-- Start of RAW RECORDS --
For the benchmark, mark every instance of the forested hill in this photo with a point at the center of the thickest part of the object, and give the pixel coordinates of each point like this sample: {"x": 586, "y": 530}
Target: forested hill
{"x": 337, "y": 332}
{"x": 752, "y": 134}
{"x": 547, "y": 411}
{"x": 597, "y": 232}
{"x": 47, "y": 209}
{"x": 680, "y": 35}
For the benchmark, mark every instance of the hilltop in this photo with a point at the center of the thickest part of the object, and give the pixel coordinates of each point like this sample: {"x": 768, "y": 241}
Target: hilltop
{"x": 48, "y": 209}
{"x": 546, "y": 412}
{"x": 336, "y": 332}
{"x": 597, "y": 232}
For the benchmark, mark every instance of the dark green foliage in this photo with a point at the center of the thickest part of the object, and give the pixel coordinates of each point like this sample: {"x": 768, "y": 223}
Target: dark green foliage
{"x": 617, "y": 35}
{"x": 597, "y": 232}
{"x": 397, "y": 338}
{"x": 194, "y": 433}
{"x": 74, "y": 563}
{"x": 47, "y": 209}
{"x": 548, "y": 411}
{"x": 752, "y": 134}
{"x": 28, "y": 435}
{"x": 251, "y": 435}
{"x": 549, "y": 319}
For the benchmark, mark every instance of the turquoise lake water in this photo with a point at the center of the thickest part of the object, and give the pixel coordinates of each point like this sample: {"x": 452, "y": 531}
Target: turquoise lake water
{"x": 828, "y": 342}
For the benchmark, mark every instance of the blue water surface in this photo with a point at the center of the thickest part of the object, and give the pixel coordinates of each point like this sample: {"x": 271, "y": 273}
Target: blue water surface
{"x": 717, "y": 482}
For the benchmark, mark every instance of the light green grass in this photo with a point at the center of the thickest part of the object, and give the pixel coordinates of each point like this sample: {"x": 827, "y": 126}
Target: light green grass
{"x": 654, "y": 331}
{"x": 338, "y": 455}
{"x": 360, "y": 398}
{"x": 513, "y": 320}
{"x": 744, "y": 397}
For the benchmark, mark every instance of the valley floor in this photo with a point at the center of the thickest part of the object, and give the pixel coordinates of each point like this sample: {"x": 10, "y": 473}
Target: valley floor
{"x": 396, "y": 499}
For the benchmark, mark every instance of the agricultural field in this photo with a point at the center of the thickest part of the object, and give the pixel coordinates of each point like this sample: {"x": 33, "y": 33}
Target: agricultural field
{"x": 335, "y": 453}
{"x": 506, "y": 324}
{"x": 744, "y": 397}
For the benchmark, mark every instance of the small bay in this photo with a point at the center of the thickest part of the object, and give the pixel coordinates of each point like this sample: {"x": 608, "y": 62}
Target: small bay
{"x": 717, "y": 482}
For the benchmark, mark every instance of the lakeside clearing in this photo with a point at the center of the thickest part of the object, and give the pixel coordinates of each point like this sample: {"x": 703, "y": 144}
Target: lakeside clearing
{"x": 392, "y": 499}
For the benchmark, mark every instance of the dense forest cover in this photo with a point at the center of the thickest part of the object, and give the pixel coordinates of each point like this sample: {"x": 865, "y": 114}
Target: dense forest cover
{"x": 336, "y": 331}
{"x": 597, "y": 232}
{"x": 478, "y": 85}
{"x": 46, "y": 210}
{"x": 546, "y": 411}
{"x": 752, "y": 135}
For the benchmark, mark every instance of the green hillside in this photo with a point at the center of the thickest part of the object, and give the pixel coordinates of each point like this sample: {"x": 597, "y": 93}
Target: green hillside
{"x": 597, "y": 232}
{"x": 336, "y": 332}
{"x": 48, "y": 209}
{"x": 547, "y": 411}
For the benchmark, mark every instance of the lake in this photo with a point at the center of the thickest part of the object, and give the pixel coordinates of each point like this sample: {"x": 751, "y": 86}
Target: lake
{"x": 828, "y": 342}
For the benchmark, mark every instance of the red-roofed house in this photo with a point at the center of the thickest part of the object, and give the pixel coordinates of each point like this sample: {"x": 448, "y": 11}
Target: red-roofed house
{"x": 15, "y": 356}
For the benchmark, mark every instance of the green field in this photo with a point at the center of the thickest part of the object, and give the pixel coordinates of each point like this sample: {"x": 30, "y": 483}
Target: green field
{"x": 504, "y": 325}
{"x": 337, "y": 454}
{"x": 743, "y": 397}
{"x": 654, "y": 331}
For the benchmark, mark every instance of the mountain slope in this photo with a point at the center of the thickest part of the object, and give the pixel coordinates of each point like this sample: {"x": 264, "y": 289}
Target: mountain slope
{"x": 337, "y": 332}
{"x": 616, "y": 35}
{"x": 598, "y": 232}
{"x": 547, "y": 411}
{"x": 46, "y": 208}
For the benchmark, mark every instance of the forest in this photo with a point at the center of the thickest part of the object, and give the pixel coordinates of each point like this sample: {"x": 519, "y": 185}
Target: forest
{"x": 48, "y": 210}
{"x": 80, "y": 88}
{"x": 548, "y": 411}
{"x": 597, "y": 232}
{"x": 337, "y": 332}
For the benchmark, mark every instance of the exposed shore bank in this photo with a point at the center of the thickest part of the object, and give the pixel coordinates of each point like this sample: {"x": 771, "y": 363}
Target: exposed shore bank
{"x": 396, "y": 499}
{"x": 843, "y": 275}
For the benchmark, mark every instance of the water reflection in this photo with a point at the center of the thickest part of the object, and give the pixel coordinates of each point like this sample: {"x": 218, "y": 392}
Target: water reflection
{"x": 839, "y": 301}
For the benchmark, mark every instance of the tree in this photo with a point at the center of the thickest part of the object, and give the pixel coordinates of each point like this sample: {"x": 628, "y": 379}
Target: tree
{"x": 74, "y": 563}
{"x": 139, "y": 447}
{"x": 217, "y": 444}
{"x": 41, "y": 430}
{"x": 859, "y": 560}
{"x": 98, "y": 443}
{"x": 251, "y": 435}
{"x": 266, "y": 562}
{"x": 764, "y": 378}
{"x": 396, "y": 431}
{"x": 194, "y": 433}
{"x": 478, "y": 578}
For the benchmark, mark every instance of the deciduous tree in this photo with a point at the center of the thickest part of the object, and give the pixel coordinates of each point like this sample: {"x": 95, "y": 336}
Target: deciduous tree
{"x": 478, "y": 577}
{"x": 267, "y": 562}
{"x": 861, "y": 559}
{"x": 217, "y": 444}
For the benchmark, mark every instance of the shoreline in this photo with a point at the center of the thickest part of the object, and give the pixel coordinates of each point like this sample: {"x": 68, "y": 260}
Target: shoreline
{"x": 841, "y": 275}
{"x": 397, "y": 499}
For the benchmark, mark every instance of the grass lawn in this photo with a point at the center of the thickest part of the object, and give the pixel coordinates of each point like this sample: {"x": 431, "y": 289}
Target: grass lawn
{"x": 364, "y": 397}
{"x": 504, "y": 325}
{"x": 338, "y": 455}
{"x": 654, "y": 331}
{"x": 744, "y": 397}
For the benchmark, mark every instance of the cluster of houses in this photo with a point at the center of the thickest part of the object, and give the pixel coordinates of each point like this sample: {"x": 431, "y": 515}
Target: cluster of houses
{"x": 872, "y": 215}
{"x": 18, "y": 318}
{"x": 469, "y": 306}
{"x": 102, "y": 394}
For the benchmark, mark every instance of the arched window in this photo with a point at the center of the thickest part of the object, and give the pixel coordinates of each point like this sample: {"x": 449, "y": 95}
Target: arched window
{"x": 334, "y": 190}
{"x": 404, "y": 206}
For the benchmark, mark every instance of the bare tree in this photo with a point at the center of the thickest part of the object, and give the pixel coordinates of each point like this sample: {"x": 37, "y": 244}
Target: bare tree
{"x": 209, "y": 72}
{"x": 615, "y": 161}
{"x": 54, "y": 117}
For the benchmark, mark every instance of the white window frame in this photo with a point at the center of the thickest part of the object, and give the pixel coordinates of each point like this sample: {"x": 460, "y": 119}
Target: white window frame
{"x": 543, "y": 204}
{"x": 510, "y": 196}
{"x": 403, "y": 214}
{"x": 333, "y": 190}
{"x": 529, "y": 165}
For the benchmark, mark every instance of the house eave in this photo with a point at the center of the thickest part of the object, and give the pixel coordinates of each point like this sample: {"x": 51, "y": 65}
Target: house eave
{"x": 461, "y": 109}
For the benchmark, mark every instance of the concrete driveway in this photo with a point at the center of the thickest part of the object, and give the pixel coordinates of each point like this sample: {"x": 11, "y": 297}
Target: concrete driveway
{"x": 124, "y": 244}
-- End of RAW RECORDS --
■ **WHAT YOU HAVE TO DO**:
Put the lines of the listing, from the line with "For the benchmark, mark every instance of the bare" through the end of the listing, into a numbered list, leaving out any blank lines.

■ **ANSWER**:
1. For the benchmark, mark every instance of the bare tree in this photo with a point at the center of the thickest part of the object, and give the pixel coordinates of each point like this sample: {"x": 37, "y": 244}
2. Target: bare tree
3. {"x": 209, "y": 72}
4. {"x": 615, "y": 161}
5. {"x": 54, "y": 117}
6. For the benchmark, mark every instance of the white window frame in this photo with a point at the center of the thickest part of the object, and give the pixel coordinates of each point like this sample: {"x": 460, "y": 119}
7. Target: white window frame
8. {"x": 543, "y": 204}
9. {"x": 510, "y": 196}
10. {"x": 403, "y": 214}
11. {"x": 333, "y": 190}
12. {"x": 529, "y": 165}
13. For the benchmark, mark every instance of the house eave in this photo with a point at the center of the thickest part of the object, and give the pixel coordinates of each point like this sample: {"x": 51, "y": 65}
14. Target: house eave
15. {"x": 461, "y": 109}
16. For the benchmark, mark every instance of the concrete driveway in this photo with a point at the center of the thickest part of the object, and give the pixel coordinates of each point like this sample: {"x": 11, "y": 297}
17. Target: concrete driveway
18. {"x": 124, "y": 244}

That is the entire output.